Dataset records on object locations
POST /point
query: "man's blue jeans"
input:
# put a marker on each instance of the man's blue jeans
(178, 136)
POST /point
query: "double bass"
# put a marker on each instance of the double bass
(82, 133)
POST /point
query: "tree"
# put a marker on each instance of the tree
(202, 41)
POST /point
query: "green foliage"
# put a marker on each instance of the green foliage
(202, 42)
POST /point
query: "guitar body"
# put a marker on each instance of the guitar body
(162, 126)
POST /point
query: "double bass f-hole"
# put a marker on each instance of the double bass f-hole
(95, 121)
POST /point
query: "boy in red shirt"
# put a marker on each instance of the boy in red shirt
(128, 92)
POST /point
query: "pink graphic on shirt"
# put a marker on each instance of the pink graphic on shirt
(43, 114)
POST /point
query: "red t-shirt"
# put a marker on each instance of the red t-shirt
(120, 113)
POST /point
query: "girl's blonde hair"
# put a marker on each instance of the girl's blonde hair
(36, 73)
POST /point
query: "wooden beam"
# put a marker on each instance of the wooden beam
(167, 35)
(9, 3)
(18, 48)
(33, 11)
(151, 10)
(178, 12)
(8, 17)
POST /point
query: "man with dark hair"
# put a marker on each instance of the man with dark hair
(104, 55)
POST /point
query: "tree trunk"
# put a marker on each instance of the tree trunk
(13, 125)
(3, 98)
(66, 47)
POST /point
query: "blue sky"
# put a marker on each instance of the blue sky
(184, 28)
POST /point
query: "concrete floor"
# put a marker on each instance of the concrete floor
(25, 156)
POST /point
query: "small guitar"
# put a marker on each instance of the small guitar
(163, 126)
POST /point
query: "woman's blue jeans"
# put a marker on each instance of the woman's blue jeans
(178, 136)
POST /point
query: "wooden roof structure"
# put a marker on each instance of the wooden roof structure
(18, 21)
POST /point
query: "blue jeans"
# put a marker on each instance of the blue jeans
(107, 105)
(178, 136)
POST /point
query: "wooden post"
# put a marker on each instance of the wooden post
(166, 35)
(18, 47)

**WHAT THE EXERCISE ASKS**
Return each line of the items above that contains the word "foliage".

**FULL OUTPUT**
query: "green foliage"
# put a marker on each instance of the green foliage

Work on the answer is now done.